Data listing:
------------------------------------------------------------------------
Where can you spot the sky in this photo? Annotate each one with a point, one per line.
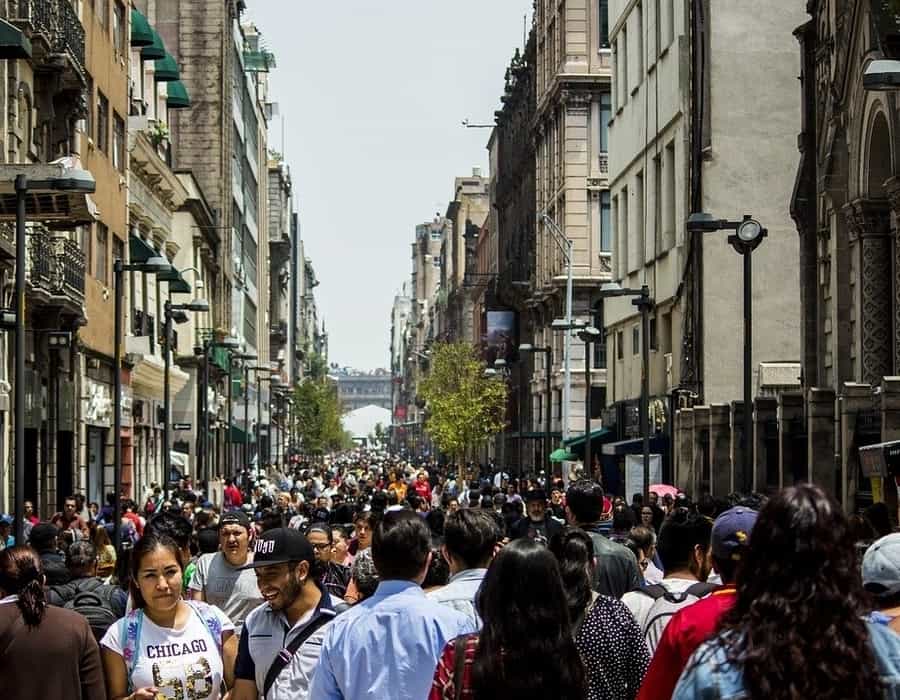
(373, 95)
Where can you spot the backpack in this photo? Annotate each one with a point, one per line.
(95, 604)
(667, 603)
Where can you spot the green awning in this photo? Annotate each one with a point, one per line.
(155, 51)
(141, 33)
(239, 436)
(562, 455)
(166, 69)
(13, 44)
(578, 440)
(177, 97)
(139, 250)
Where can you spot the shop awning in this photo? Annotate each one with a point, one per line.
(166, 69)
(141, 33)
(176, 95)
(154, 51)
(13, 43)
(139, 251)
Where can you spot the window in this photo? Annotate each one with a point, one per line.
(101, 270)
(604, 24)
(605, 223)
(119, 27)
(102, 138)
(118, 151)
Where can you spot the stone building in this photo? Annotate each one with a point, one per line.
(846, 206)
(680, 145)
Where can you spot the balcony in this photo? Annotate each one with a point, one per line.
(56, 34)
(55, 270)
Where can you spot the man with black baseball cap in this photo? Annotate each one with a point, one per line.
(220, 579)
(279, 649)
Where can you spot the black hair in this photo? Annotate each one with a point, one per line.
(526, 648)
(471, 536)
(144, 546)
(22, 574)
(400, 545)
(172, 525)
(574, 552)
(679, 534)
(585, 499)
(81, 556)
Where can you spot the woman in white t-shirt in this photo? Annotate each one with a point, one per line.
(167, 647)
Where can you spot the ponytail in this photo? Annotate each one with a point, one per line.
(21, 574)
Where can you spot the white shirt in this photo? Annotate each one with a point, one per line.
(183, 663)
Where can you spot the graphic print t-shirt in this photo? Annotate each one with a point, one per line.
(182, 664)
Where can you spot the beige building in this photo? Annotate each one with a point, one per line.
(704, 119)
(571, 171)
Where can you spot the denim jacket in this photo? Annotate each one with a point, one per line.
(711, 677)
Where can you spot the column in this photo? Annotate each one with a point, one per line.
(791, 449)
(871, 245)
(890, 430)
(738, 469)
(765, 414)
(685, 475)
(820, 440)
(854, 398)
(720, 449)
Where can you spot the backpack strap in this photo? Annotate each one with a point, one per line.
(130, 634)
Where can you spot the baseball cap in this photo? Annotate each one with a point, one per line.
(881, 566)
(280, 546)
(235, 517)
(731, 532)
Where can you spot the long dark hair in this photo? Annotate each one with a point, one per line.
(144, 546)
(574, 552)
(796, 629)
(525, 649)
(21, 574)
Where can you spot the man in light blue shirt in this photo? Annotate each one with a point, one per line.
(388, 646)
(470, 538)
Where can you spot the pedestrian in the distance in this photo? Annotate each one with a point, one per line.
(46, 652)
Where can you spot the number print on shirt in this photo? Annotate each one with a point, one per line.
(199, 682)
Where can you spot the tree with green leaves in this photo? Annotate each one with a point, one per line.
(317, 416)
(464, 407)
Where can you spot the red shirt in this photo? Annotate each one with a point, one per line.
(687, 630)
------------------------------------------------------------------------
*Task directions*: Leave out the pictures and restate everything else word for word.

*Finished exercise*:
Where can you spot the sky in this photo? Annotate each one with a point, one per line.
(373, 95)
Where can you spot the backpack in this photo? Annotate each one with a point, one per line.
(95, 604)
(667, 603)
Where can you spot the green awning in this photo? Annotate each one with a point, one per line.
(155, 51)
(141, 33)
(239, 436)
(562, 455)
(166, 69)
(13, 44)
(578, 440)
(177, 97)
(139, 250)
Where can you spot the shop awning in this photo? Annotate each one with a point, one per line.
(166, 69)
(141, 33)
(176, 95)
(154, 51)
(13, 43)
(139, 251)
Where can you spot the window in this photo? Annotate each one with a point, one per line.
(101, 270)
(604, 24)
(605, 223)
(119, 27)
(102, 138)
(118, 151)
Where can you spot the stone building in this photo? Annotate each one with a point, one per line.
(846, 206)
(680, 145)
Where can you spot the balcony in this photo? Annotate each one with a point, one per line.
(56, 34)
(55, 270)
Where can you spot the man with black baseball cap in this photo? Annotate each one with a point, one per line.
(220, 579)
(279, 649)
Where can you spot the black hair in this photo? Annotate each one with a point, one per line.
(526, 648)
(471, 536)
(144, 546)
(22, 574)
(400, 545)
(172, 525)
(574, 552)
(679, 534)
(585, 499)
(81, 556)
Where can you spot the woman in white t-shirt in this photo? Annotate each one with a point, one per line.
(167, 647)
Where can you spot the ponytail in this photo? Annotate each one with a point, one per line.
(21, 574)
Where can you spot the white shirt in this photo? Annotate each one with a point, one per line.
(183, 663)
Where can you spot the graphic print t-shirt in this photo? Annotate each one with a point, one per line.
(182, 664)
Where can you spot the beige building in this photo? Annotate each one with a point, one per line.
(704, 119)
(571, 171)
Where can you spot the denim jacket in this photo? Annotate each one with a point, one per line.
(711, 677)
Where can you spot the column in this photo? Annotate each one with a point, one per line.
(791, 449)
(871, 245)
(890, 430)
(738, 469)
(765, 414)
(685, 475)
(820, 440)
(854, 398)
(720, 449)
Where can you spot the backpack strap in this photo? Annotate each one with a point, one per line.
(130, 634)
Where can you spot the baseball cap in this photo? Annotate each one with a point, one per line.
(881, 566)
(280, 546)
(235, 517)
(731, 532)
Where can you spot the long dark hair in this photo? Annotate each one with a point, one per line.
(144, 546)
(574, 552)
(796, 629)
(525, 649)
(21, 574)
Where can you spot the man in light blue shirt in this photo? Annotate each one with a point, one per line.
(388, 646)
(470, 538)
Where can you spot the pedestrian in the distance in this photo? Annotate each one with a point, one per line.
(46, 652)
Where can you spot the number print on shirt in this photo? Annotate each one with a point, one per line.
(199, 682)
Where can you spot the tree with green leaves in this photo? Annotate each one with a point, one per line.
(317, 416)
(464, 407)
Where can you spot the red shirt in this photo? Annotate each one with a point, one per line.
(687, 630)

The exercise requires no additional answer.